Below are entries; copy exactly, and only, the lines from the one containing "Exercise. Identify every instance of the distant iceberg" through their final line, leaving out pictures.
===== STORED RECORDS =====
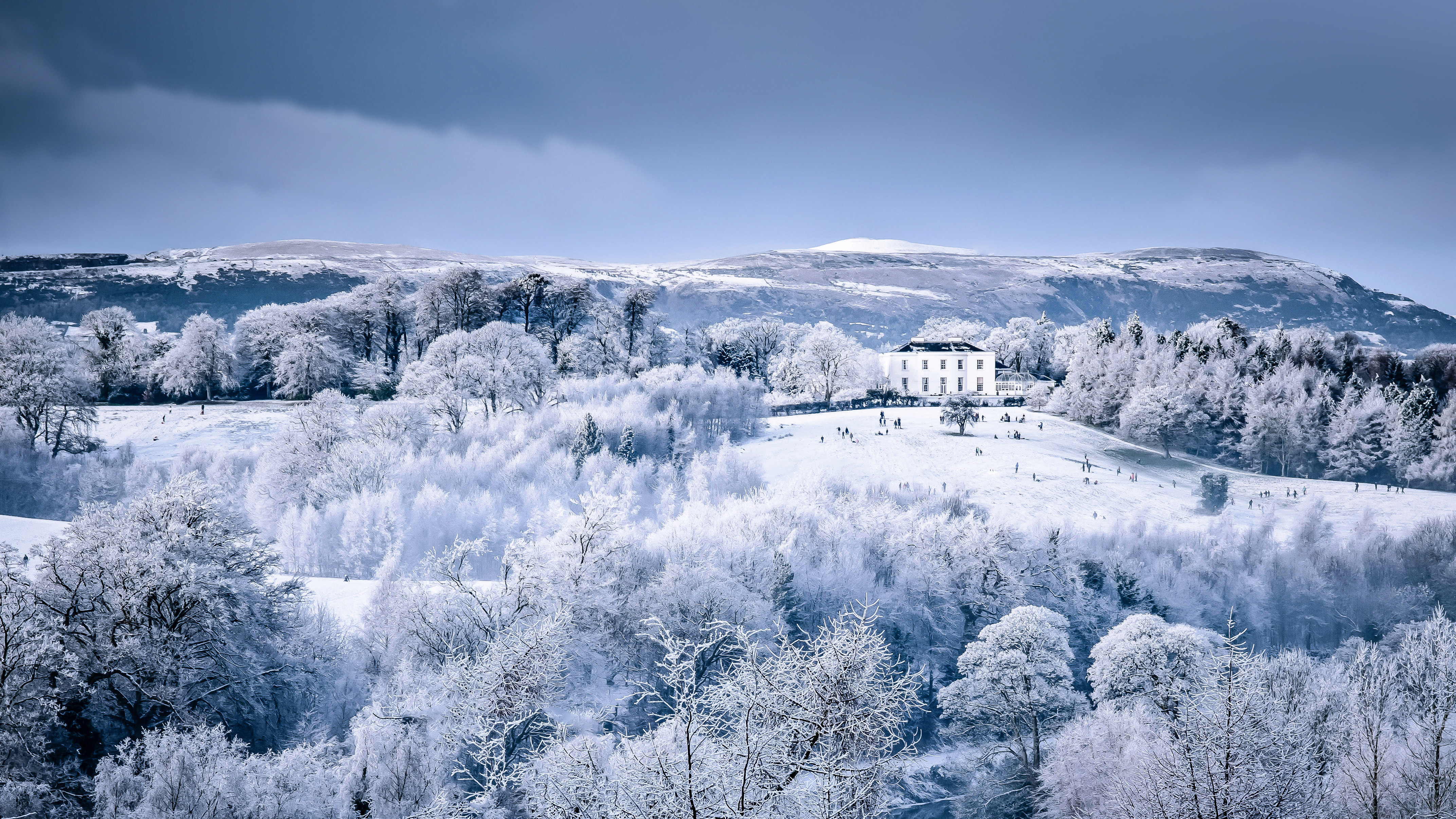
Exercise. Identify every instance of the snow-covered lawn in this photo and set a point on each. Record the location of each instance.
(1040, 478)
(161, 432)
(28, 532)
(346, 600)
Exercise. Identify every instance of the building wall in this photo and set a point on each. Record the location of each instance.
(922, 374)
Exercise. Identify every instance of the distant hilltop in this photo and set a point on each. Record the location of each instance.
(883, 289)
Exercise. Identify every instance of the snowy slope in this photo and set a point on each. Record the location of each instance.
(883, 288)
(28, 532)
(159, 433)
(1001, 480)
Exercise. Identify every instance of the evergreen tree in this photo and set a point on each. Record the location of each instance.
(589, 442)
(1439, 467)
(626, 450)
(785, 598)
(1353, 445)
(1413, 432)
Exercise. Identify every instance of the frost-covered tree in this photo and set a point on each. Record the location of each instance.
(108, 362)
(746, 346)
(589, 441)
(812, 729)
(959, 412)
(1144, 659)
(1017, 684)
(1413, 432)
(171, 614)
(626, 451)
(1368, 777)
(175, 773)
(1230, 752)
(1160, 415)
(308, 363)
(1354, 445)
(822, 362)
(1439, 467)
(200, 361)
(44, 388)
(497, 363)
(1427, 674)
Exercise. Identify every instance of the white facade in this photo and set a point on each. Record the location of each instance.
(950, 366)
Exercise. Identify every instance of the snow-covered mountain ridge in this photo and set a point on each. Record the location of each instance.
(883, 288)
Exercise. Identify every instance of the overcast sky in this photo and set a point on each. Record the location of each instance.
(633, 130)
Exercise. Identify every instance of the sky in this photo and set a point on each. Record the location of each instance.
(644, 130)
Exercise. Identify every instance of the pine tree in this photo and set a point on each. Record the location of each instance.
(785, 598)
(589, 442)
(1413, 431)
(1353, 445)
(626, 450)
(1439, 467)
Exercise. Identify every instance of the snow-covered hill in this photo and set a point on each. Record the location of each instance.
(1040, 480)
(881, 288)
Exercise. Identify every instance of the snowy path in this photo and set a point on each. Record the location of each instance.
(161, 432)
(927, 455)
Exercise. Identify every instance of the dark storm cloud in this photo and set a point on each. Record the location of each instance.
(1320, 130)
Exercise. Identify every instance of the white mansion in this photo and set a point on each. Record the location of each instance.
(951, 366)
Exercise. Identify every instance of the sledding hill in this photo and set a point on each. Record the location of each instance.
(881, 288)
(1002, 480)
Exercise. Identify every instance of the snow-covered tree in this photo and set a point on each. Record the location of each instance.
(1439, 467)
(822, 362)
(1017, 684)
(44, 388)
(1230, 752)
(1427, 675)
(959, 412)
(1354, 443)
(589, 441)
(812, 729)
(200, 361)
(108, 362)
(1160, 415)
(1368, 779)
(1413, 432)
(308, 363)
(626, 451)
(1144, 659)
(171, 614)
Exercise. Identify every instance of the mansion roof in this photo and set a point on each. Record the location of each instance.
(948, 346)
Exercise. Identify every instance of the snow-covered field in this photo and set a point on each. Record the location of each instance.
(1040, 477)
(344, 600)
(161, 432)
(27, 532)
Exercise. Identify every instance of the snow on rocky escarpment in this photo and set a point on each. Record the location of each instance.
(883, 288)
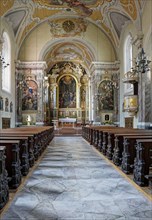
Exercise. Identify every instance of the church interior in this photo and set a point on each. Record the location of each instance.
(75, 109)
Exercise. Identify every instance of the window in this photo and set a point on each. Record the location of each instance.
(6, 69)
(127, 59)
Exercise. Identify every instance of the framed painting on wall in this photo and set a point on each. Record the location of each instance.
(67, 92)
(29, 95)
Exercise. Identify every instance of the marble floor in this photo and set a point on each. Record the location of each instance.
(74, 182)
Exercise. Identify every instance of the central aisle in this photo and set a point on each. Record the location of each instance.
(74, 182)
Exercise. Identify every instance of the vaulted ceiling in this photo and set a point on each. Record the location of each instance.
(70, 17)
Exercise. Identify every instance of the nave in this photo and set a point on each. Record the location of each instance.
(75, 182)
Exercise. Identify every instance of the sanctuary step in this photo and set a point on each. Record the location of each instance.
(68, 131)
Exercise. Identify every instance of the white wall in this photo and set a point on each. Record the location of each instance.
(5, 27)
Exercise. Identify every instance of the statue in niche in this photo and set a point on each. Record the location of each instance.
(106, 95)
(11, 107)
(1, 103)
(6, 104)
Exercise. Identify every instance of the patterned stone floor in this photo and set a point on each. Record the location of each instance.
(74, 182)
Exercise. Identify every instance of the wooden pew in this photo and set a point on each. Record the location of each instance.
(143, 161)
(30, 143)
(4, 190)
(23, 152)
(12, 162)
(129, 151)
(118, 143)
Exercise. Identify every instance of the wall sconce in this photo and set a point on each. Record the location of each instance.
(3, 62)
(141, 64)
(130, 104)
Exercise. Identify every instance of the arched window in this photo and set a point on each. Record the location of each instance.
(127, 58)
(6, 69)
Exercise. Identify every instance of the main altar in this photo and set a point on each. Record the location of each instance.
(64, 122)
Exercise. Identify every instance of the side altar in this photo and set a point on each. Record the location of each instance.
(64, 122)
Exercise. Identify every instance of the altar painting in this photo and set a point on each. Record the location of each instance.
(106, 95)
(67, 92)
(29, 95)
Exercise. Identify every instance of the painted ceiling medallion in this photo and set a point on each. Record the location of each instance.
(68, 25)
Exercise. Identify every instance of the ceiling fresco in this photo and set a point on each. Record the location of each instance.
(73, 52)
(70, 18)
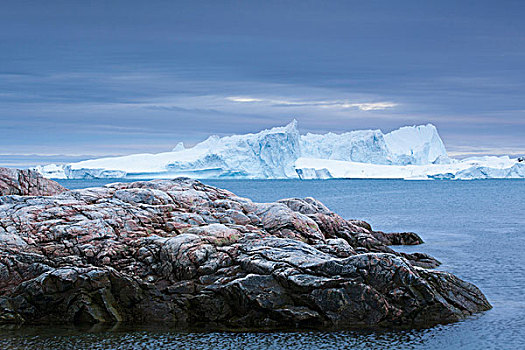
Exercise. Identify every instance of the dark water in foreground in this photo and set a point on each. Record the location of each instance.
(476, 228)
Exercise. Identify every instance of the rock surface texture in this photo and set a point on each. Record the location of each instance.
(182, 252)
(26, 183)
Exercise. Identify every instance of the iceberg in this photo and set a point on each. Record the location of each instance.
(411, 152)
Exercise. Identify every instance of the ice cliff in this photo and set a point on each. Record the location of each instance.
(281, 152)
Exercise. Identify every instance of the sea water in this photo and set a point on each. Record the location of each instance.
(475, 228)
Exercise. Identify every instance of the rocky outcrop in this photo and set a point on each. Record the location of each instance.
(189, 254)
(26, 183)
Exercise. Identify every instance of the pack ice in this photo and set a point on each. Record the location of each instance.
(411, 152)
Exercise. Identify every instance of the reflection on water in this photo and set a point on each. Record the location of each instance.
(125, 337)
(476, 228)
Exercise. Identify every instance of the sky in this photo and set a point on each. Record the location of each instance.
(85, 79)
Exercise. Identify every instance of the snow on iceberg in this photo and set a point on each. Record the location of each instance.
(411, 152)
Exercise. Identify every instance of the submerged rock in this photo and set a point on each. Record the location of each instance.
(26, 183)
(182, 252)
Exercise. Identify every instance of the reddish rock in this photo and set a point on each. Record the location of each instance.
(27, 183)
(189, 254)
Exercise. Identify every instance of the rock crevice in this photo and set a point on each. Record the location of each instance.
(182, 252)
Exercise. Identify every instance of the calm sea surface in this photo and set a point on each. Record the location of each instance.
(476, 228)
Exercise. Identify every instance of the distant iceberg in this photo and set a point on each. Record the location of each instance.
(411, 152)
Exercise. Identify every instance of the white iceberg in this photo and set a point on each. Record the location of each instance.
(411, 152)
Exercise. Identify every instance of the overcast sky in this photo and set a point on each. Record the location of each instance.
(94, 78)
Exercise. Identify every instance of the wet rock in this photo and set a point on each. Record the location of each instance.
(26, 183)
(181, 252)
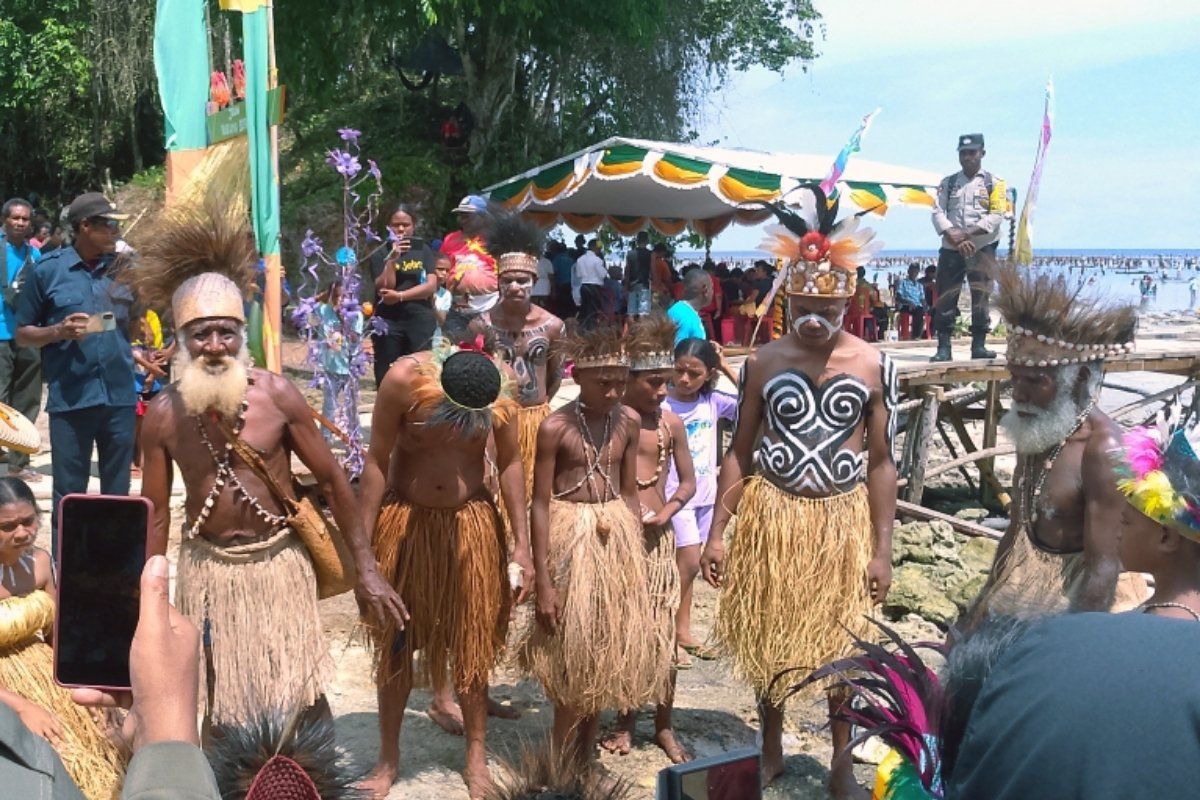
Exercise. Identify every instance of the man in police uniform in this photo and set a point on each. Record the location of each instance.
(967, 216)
=====
EXERCISE OUTPUT:
Exercise. Identify every instance of the distant iceberg in this photo and set a point on each. Record the location of each instance.
(411, 152)
Exercise. Identify every instance of the white iceberg in this photo and set a point on each. Record the location of each instance.
(411, 152)
Exercise. Identify every instance of the overcast sky in this photo and set a point on each. Record the location of each instance.
(94, 78)
Exercise. Identify every instance of the wet rock in this photo and set a point on each. Record the location of each instance.
(26, 183)
(181, 252)
Exercise. Identify every instance of the man in police uniform in this photo and set a point on each. Record the location of each instance.
(967, 216)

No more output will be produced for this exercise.